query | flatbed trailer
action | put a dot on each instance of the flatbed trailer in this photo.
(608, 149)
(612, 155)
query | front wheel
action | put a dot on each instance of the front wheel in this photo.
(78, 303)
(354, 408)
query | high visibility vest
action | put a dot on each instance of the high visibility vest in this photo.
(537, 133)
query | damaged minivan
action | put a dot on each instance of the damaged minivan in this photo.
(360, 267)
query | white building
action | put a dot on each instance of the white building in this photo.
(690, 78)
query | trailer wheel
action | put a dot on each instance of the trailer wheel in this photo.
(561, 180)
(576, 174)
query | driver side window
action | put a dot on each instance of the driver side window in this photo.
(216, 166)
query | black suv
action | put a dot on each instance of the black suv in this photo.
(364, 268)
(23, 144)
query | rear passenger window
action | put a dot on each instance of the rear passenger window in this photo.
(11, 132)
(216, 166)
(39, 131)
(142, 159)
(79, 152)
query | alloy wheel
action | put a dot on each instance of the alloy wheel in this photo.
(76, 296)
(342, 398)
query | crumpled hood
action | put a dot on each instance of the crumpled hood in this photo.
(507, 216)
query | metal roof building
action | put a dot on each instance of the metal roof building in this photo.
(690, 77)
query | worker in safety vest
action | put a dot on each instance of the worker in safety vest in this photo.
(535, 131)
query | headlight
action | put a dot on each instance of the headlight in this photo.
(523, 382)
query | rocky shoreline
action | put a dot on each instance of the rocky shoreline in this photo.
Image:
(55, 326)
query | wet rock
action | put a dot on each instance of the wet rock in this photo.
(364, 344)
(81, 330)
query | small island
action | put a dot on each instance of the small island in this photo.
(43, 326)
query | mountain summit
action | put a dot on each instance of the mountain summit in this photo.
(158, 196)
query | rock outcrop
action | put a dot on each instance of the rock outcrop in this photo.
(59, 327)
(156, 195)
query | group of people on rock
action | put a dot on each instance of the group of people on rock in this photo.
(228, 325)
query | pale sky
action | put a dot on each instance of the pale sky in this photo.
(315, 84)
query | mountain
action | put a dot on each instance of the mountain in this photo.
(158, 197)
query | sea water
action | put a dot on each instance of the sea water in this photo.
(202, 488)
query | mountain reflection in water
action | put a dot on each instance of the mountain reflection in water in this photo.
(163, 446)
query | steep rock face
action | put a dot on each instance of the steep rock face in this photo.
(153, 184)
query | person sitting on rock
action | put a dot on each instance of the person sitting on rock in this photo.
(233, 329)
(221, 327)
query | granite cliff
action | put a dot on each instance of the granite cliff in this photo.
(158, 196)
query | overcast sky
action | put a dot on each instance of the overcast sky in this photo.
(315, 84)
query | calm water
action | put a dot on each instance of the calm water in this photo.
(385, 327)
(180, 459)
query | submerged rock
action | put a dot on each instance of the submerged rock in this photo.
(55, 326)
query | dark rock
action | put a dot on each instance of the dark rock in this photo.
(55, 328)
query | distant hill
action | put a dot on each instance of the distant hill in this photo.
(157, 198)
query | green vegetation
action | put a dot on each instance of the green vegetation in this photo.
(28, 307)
□ □ □
* [YOUR OBJECTIVE]
Copy down the material exactly as written.

* [ANSWER BELOW]
query | flatbed trailer
action | put a dot on each instance of the flatbed trailer in this photo.
(608, 149)
(612, 155)
query | front wheel
action | put a dot on each instance of the front wheel in this photo.
(78, 303)
(354, 408)
query | high visibility vest
action | put a dot on each instance of the high visibility vest in this photo.
(537, 133)
query | damaged minivan
action | put a dot on each instance of the damaged minivan in this photo.
(360, 267)
query | white building
action | put a dot on each instance of the white building in this photo.
(690, 78)
query | trailer wheel
action | put a dot on each instance of the trailer wheel in this photo.
(561, 180)
(576, 174)
query | driver side window
action | put a dot on each instance of the driver side window in this photo.
(216, 166)
query | black suv
action | put a dot on each instance of the black suv in this photo.
(364, 268)
(23, 144)
query | rear passenger window
action | put a dot on each instance of the rear passenger window in this photo.
(11, 132)
(216, 166)
(39, 131)
(142, 159)
(79, 152)
query | alloy wheel
action | put a dot on each instance of the alloy wheel in this photo.
(76, 296)
(342, 398)
query | crumpled hood
action | put a dot on each instance of the crumpled hood in this photo.
(507, 216)
query | metal roof building
action | put a dot on each instance of the metal roof building in this photo.
(690, 77)
query | worker in safety vest
action | put a dot on each instance of the worker in safety vest in this photo.
(535, 131)
query | headlight
action | put a dot on each instance of the headlight in this photo.
(523, 382)
query | rocky shoreline
action | put a dot on each instance of the rocky shoreline in this photo.
Image:
(55, 326)
query | wet rock
action | put a dot on each instance of the wet rock in this photo.
(364, 344)
(81, 330)
query | small island
action | put a dot on each instance of the small island in this photo.
(43, 326)
query | mountain summit
action | put a dot on each instance of the mountain summit in this photo.
(158, 196)
query | rock outcrop
action | put a dot on each instance of the rock outcrop in this photo.
(59, 327)
(156, 195)
query | group of people on rock
action | put a dot on each instance of the group of people on rock in this photo.
(228, 325)
query | pale sky
action | put a dot on each instance of the pale sky in this photo.
(315, 84)
query | mountain
action | put a dot on each instance of the mountain in this photo.
(158, 197)
query | sea water
action | put a dot on each instance of the sea water in this photo.
(202, 488)
query | mountain reflection in water
action | put a dot on each instance of the mountain reflection in water in this photo.
(163, 446)
query | steep rock face
action | put a dot on each instance of the steep rock face in this photo.
(153, 184)
query | person sitting on rock
action | put a dot on each instance of the person sitting on rock in this photo.
(233, 329)
(221, 327)
query | granite cliff
action | put a dot on each instance of the granite cliff in this photo.
(158, 196)
query | overcast sky
action | put a dot on each instance of the overcast sky in this photo.
(315, 84)
query | calm water
action | put a dot on each instance of the calm water in this photo.
(385, 327)
(180, 459)
query | submerged rock
action | put a dot on each instance of the submerged rock in this photo.
(55, 326)
query | dark rock
action | put a dot on each instance of the dark rock in this photo.
(55, 328)
query | distant hill
action | put a dot on each instance of the distant hill in this photo.
(157, 198)
query | green vegetation
action | put a dot on each instance of the green vegetation in this photo.
(28, 307)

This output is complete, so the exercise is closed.